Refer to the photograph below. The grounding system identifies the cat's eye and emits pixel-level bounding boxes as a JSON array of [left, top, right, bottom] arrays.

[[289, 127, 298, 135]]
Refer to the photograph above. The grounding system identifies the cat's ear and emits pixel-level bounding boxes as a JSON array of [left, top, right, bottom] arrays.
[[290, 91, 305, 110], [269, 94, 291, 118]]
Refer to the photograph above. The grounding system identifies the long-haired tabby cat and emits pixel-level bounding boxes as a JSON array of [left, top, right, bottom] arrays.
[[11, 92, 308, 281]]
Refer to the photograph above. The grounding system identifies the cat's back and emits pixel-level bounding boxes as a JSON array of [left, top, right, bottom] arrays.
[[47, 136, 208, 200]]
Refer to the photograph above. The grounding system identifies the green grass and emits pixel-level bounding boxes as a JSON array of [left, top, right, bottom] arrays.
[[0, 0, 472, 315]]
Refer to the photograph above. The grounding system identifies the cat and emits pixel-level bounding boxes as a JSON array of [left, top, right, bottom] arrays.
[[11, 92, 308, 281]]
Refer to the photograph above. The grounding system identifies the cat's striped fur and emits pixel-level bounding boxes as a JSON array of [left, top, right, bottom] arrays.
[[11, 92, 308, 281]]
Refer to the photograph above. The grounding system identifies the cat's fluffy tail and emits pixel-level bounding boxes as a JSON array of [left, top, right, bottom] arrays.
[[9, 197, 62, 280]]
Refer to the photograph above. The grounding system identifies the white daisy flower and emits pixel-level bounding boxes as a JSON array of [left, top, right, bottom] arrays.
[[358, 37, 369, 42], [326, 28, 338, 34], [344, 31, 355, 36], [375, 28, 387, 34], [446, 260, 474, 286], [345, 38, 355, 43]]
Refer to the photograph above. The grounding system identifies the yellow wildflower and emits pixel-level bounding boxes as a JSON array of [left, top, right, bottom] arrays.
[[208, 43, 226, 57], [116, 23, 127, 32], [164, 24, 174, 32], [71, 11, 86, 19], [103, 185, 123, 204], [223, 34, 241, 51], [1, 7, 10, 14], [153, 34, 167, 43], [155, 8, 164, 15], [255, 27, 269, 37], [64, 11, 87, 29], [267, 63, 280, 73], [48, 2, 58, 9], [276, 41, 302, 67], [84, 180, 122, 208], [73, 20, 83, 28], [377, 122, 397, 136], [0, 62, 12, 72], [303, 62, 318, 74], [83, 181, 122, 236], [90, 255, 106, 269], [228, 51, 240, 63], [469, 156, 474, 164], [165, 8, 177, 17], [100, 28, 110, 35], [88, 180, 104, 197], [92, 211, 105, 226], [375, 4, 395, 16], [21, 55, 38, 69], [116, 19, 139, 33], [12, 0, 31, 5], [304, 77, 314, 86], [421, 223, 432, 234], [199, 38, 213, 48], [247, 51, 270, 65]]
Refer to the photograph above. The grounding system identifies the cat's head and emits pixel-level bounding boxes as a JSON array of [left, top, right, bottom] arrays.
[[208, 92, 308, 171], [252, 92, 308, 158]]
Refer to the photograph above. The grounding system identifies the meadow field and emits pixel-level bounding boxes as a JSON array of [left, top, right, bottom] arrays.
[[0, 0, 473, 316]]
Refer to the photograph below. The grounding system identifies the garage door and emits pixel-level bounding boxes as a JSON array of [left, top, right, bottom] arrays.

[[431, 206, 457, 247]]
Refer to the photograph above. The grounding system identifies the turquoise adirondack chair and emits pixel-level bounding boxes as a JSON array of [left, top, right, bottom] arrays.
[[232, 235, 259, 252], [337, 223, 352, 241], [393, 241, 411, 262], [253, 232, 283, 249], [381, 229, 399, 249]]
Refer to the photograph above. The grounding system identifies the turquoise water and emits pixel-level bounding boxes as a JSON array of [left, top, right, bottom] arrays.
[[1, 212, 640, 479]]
--------------------------------
■ WHAT YOU HAVE TO DO
Please write the listing out again, matching each line exactly.

■ WRITTEN RESPONSE
Refer to the photograph below. The grounding system identifies the cat's eye and emits pixel-level bounding boxes as a JSON array of [left, top, right, bottom] arrays.

[[289, 127, 298, 135]]
Refer to the photograph above. The grounding system identifies the cat's ear and emits pixel-level bounding boxes as a JSON array of [left, top, right, bottom] arrays.
[[290, 91, 305, 110], [269, 94, 291, 118]]
Refer to the photograph above. The grounding system identifies the long-haired tabby cat and emits pixel-level bounding boxes as a JSON array of [left, top, right, bottom] arrays.
[[11, 92, 308, 281]]
Refer to the photograph above. The grounding system identifies the cat's back and emits pixel-level bounding boxes as a JSON array of [left, top, right, bottom] arrays.
[[47, 136, 208, 200]]
Refer to the photograph above. The grounding system identifies the green grass and emits pixel-level bounding boxes as a JSON array of [left, top, right, bottom] arrays.
[[0, 0, 472, 315]]
Refer to the photograph above. The grounding system identifies the cat and emits pixel-level bounding boxes as a JSON array of [left, top, right, bottom] arrays.
[[11, 92, 308, 281]]
Refer to the photograph above. The grounding system identifies the cat's striped fur and emits pixel-level bounding boxes as a JSON array of [left, top, right, bottom] arrays.
[[11, 92, 308, 281]]
Refer to the photograph above. The grounding system identifies the cat's fluffy tail and emits pixel-level bounding boxes as a JSON array of [left, top, right, bottom] arrays.
[[9, 197, 62, 280]]
Refer to the photograph above. The grounding system identifies the white daisy flower and emits pixel-level bounding boxes as a JSON array of [left, top, right, bottom] arrays.
[[358, 37, 369, 42], [326, 28, 338, 34], [344, 31, 355, 36], [375, 28, 387, 34], [446, 260, 474, 286], [345, 38, 355, 43]]
Refer to the photograph above. The grounding system identifies the yellow wildflower and emits pixel-level bounding boxes as a JSON array of [left, top, right, bottom] arrays.
[[208, 43, 226, 57], [116, 23, 127, 32], [164, 24, 174, 32], [71, 11, 86, 19], [103, 185, 123, 204], [223, 34, 241, 51], [1, 7, 10, 14], [153, 34, 167, 43], [155, 8, 164, 15], [255, 27, 269, 37], [64, 11, 87, 29], [267, 63, 280, 73], [48, 2, 58, 9], [276, 41, 302, 67], [84, 180, 122, 208], [73, 20, 83, 28], [377, 122, 397, 136], [0, 62, 12, 72], [303, 62, 318, 74], [83, 181, 122, 236], [90, 255, 106, 269], [228, 51, 240, 63], [469, 156, 474, 164], [165, 8, 177, 17], [100, 28, 110, 35], [88, 180, 104, 197], [92, 211, 105, 226], [375, 4, 395, 16], [21, 55, 38, 69], [116, 19, 139, 33], [12, 0, 31, 5], [304, 77, 314, 86], [421, 223, 432, 234], [199, 38, 213, 48], [247, 51, 270, 65]]
Refer to the photograph above. The grounding system identifies the cat's head and emits pixel-level bounding boxes as a JSON array of [left, top, right, bottom] arrays.
[[208, 92, 308, 171], [252, 92, 308, 158]]
Refer to the photograph above. The grounding system identifies the meadow field and emits pixel-level bounding boxes as a JSON array of [left, top, right, bottom] arrays.
[[0, 0, 473, 316]]
Refer to the photograph below. The grounding system identifies the garage door and emits pixel-level bounding boxes as a JSON array of [left, top, right, bottom] arrays.

[[431, 206, 457, 247]]
Refer to the photograph above. The grounding system identifies the turquoise adirondack chair and emits pixel-level bounding boxes as a JSON array of [left, top, right, bottom] arrays.
[[232, 235, 259, 252], [337, 223, 352, 241], [393, 241, 411, 262], [253, 232, 283, 249], [381, 229, 399, 249]]
Refer to the photograph above. The grounding system identifies the turquoise water and emits pixel-level bounding boxes as a JSON array of [left, top, right, bottom] arrays.
[[1, 212, 640, 479]]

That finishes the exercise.